牛客多校第九场 && ZOJ3774 The power of Fibonacci（二次剩余定理+斐波那契数列通项/循环节）题解

题意1.1：

求\(\sum_{i=1}^n Fib^m\mod 1e9+9\)，\(n\in[1, 1e9], m\in[1, 1e4]\)

思路1.1

我们首先需要知道斐波那契数列的通项是：\(Fib_i = \frac{\sqrt5}{5}[(\frac{1+\sqrt5}{2})^i-(\frac{1-\sqrt5}{2})^i]\)，因为取模是个质数，我们可以用二次剩余定理得到\(\sqrt5 \mod 1e9+9 = 383008016\)，然后就可以得到\(\frac{\sqrt5}{5}, \frac{1+\sqrt5}{2},\frac{1-\sqrt5}{2}\)的取模的整数值，我们记为\(s =\frac{\sqrt5}{5}, r_1=\ \frac{1+\sqrt5}{2},r_2= \frac{1-\sqrt5}{2}\)。那么

\[\sum_{i=1}^nFib_i^m = \sum_{i=1}^ns^m(r_1^i - r_2^i)^m = s^m\sum_{i=1}^n\sum_{r=0}^m[(-1)^rC_m^rr_1^{i(m-r)}r_2^{ir}]
\]

因为\(n\)太大了，所以我们还要继续化简：

\[ s^m\sum_{i=1}^n\sum_{r=0}^m[(-1)^rC_m^rr_1^{i(m-r)}r_2^{ir}] = s^m\sum_{r=0}^m[(-1)^rC_m^r\sum_{i=1}^n(r_1^{i(m-r)}r_2^{ir})]
\]

因为\(\sum_{i=1}^n(r_1^{i(m-r)}r_2^{ir})\)是个等比数列，故我们假设\(q_r = r_1^{m-r}r_2^{r}\)，则由等比数列性质可得：

\[s^m\sum_{r=0}^m[(-1)^rC_m^r\sum_{i=1}^n(r_1^{i(m-r)}r_2^{ir})]= s^m\sum_{r=0}^m[(-1)^rC_m(q_r\frac{1-q_r^n}{1-q_r})]
\]

推到这里就结束了，直接求解。

题意1.2

牛客传送门

求\(\sum_{i=1}^n Fib^m\mod 1e9\)，\(n\in[1, 1e9], m\in[1, 1e4]\)

思路1.2

因为取模是个合数，那就不能二次剩余定理了。斐波那契数列的取模是有循环节的，斐波那契数列幂次的取模循环节和原数列取模循环节相同，那么我们直接暴力找到循环节，然后求解，最后用中国剩余定理合在一起即可。

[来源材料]
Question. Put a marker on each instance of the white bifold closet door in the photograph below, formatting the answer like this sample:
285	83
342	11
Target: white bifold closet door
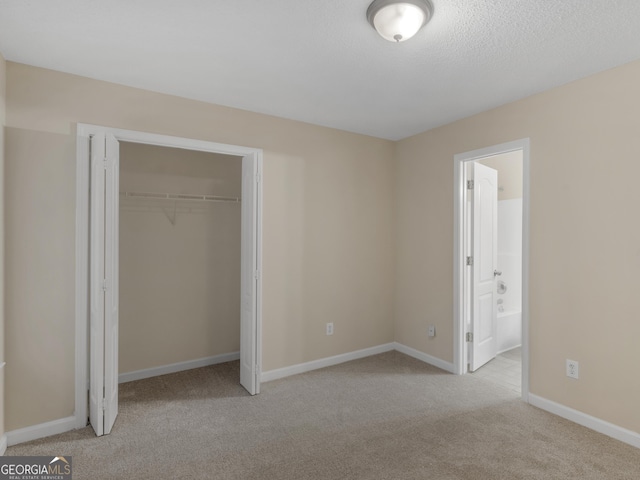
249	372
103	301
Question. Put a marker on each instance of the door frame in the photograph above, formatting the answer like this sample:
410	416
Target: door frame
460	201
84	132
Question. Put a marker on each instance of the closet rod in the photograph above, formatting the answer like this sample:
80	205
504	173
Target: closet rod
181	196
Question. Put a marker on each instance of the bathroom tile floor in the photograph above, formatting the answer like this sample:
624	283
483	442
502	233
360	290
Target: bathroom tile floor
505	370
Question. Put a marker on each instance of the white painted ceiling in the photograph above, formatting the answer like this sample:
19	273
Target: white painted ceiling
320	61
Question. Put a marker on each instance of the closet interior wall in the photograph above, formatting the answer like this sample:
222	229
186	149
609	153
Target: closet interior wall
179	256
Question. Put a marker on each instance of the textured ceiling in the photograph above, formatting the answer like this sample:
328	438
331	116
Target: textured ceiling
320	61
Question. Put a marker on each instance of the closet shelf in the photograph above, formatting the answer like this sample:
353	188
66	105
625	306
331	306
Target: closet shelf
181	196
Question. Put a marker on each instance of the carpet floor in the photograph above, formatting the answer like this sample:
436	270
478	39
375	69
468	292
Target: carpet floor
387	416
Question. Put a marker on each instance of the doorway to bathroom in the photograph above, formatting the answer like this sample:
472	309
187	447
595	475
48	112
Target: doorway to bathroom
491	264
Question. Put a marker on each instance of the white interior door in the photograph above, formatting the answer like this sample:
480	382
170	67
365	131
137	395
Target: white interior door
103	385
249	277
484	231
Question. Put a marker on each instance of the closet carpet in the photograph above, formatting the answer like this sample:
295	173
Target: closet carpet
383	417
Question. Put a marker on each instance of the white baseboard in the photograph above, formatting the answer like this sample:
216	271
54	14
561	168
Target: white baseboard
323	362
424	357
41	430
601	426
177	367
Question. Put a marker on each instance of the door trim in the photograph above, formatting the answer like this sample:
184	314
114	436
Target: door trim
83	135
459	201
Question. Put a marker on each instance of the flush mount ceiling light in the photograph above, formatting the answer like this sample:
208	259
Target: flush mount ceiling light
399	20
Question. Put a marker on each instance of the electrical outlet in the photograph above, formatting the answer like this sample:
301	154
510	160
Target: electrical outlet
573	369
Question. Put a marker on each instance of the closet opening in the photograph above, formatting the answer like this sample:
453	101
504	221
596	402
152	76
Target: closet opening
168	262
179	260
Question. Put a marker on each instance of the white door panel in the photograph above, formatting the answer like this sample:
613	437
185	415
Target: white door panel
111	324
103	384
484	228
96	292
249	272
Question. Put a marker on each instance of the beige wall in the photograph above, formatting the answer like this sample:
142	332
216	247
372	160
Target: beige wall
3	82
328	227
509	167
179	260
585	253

## 书面任务 1
这篇题解给出的模 1e9+9 下 √5 的取值是多少？
## 书面任务 2
请判断下列说法是否与这篇题解相符，逐条回答“是”或“否”，并原样引用题解中起决定作用的文字：(a) 题意1.2 中用来取模的数是质数；(b) 斐波那契数列幂次的取模循环节与原数列取模循环节相同；(c) 思路1.2 最后用中国剩余定理把结果合在一起。
## 书面任务 3
请照原文抄写这篇题解中的一段，从“推到这里就结束了，直接求解。”开始，到“用中国剩余定理合在一起即可。”结束。

## 参考解答 1
383008016

## 参考解答 2
(a) 否。“因为取模是个合数，那就不能二次剩余定理了”
(b) 是。“斐波那契数列幂次的取模循环节和原数列取模循环节相同”
(c) 是。“最后用中国剩余定理合在一起即可”

## 参考解答 3
推到这里就结束了，直接求解。

题意1.2

牛客传送门

求\(\sum_{i=1}^n Fib^m\mod 1e9\)，\(n\in[1, 1e9], m\in[1, 1e4]\)

思路1.2

因为取模是个合数，那就不能二次剩余定理了。斐波那契数列的取模是有循环节的，斐波那契数列幂次的取模循环节和原数列取模循环节相同，那么我们直接暴力找到循环节，然后求解，最后用中国剩余定理合在一起即可。